#### PROBLEMS TO SOLVE:
1) From the passage about the R.A.T.S., list every place the text says the vermin are known to inhabit.
2) Transcribe the passage about the R.A.T.S. word for word, starting at "If you’re in" and ending at "the R.A.T.S. are.".
3) Using the passage about the R.A.T.S., decide whether each statement agrees with the text. Answer yes or no for each, and quote the words that decide it.
(a) Ryders Alley carries traffic in one direction only.
(b) Trencher-fed dogs live together as a pack.
(c) Ryders Alley lies southwest of DeLury Square Park.

#### SELECTED TEXT:
If you’re in New York City, watch out for the R.A.T.S. No, that’s not a reference to the vermin known to inhabit old buildings, the subway system, and the city’s vast network of underground sewers and tunnels. It stands for Ryders Alley Trencher-fed Society. That may seem like a fanciful name that was somewhat twisted around to achieve the acronym, but it does make total sense once you know who and what the R.A.T.S. are.
Ryders Alley is just what it sounds like, a narrow one-way stretch of street that runs about half a city block southwest of DeLury Square Park on the Lower Westside. And the group is definitely a society. The real key to who and what they are comes in the words “Trencher-fed.” This refers to a hunting group of dogs, usually foxhounds or terriers, which do not live as a pack but are kept by their separate owners and only come together for the hunt.

#### THE DATA:
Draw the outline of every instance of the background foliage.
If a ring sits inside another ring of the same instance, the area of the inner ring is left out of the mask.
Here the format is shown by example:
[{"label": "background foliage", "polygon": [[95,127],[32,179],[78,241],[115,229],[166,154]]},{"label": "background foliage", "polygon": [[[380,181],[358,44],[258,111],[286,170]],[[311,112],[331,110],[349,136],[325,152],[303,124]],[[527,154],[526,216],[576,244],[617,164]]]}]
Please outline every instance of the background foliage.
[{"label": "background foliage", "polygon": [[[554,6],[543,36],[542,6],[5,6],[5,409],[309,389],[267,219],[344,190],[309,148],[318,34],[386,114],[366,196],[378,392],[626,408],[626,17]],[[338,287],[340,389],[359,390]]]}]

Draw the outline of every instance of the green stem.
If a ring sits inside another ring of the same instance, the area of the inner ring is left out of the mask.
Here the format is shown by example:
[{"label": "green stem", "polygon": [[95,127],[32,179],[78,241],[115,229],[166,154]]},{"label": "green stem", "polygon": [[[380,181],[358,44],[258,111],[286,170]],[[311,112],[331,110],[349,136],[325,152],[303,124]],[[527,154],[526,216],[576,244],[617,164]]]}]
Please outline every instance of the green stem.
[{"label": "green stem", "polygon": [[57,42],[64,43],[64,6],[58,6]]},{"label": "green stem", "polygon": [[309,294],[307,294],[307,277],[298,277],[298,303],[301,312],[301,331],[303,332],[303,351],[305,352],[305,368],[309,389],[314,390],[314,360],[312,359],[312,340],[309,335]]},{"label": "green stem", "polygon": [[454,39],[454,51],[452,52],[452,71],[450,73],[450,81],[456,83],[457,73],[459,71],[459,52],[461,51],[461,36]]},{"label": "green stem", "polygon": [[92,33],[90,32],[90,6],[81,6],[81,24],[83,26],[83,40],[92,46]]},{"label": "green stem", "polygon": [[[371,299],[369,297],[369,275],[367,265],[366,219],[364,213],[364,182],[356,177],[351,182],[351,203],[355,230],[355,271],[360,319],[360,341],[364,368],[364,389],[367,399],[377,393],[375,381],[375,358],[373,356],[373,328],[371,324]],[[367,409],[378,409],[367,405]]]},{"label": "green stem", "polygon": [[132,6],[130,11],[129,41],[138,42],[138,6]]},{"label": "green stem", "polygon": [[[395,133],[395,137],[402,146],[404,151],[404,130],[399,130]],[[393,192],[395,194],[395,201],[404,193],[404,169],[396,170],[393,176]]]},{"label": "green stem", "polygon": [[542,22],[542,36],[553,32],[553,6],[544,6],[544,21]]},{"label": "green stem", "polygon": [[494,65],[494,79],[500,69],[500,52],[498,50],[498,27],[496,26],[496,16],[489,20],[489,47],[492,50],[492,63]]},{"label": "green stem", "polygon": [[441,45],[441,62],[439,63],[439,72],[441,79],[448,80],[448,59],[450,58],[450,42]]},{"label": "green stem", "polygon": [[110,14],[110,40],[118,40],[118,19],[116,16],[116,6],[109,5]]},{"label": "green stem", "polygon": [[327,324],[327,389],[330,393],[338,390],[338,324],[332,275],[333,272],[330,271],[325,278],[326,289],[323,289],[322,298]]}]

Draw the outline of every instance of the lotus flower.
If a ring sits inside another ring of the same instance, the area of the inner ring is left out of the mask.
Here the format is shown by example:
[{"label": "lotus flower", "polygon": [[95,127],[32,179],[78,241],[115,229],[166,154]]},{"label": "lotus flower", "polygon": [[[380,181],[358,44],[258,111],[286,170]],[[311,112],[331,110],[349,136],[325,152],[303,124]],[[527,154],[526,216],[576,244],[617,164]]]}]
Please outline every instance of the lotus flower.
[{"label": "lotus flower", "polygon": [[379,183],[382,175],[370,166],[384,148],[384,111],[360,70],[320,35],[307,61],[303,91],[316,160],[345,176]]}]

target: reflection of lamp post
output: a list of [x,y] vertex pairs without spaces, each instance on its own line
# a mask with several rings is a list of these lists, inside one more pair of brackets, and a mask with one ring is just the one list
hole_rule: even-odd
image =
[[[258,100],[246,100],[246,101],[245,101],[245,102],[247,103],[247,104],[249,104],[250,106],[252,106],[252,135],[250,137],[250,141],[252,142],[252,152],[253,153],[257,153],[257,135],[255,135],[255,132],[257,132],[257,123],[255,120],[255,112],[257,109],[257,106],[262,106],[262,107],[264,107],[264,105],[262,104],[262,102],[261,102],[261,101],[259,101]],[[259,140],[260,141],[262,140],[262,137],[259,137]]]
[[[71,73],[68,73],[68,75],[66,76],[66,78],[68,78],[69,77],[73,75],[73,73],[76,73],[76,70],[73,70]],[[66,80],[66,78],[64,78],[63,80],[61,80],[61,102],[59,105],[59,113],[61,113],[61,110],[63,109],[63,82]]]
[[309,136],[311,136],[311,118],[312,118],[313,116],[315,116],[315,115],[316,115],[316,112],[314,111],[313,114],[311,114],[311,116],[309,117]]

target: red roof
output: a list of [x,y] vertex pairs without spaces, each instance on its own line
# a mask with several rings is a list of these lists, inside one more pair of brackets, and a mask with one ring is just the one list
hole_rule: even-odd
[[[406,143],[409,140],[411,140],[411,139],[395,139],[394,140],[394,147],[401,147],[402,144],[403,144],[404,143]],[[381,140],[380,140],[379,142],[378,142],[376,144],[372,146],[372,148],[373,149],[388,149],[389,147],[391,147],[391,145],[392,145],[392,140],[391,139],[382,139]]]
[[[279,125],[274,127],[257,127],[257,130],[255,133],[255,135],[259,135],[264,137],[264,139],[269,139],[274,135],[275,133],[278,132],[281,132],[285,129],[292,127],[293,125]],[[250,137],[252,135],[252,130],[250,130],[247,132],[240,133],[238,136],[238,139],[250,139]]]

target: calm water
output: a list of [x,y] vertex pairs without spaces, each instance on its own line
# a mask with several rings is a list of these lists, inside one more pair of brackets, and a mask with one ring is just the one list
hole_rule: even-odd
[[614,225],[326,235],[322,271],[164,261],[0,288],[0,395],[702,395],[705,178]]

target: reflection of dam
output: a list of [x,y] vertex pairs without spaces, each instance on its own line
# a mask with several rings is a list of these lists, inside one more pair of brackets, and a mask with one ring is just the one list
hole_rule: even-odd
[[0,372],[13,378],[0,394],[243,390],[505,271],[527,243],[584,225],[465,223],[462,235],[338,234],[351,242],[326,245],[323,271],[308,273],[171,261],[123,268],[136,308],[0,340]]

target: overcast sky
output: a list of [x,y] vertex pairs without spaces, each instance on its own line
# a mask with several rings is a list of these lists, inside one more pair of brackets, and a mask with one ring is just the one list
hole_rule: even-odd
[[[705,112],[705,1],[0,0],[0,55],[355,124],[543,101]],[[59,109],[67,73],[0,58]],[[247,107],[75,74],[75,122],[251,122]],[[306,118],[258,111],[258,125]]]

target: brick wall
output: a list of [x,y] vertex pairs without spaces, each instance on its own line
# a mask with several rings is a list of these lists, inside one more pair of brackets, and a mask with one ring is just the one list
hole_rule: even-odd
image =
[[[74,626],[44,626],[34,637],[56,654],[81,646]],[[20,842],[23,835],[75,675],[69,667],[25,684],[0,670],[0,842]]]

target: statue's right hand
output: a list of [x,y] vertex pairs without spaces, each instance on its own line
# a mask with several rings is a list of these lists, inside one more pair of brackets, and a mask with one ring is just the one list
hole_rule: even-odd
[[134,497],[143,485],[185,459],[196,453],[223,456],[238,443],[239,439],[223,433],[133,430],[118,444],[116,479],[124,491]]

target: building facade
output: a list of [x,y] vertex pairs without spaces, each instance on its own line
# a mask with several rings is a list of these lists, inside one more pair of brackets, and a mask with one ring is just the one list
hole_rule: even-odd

#### LIST OF ANSWERS:
1)
- old buildings
- the subway system
- the city’s vast network of underground sewers and tunnels

2)
If you’re in New York City, watch out for the R.A.T.S. No, that’s not a reference to the vermin known to inhabit old buildings, the subway system, and the city’s vast network of underground sewers and tunnels. It stands for Ryders Alley Trencher-fed Society. That may seem like a fanciful name that was somewhat twisted around to achieve the acronym, but it does make total sense once you know who and what the R.A.T.S. are.

3)
(a) Yes: "a narrow one-way stretch of street"
(b) No: "do not live as a pack but are kept by their separate owners"
(c) Yes: "runs about half a city block southwest of DeLury Square Park"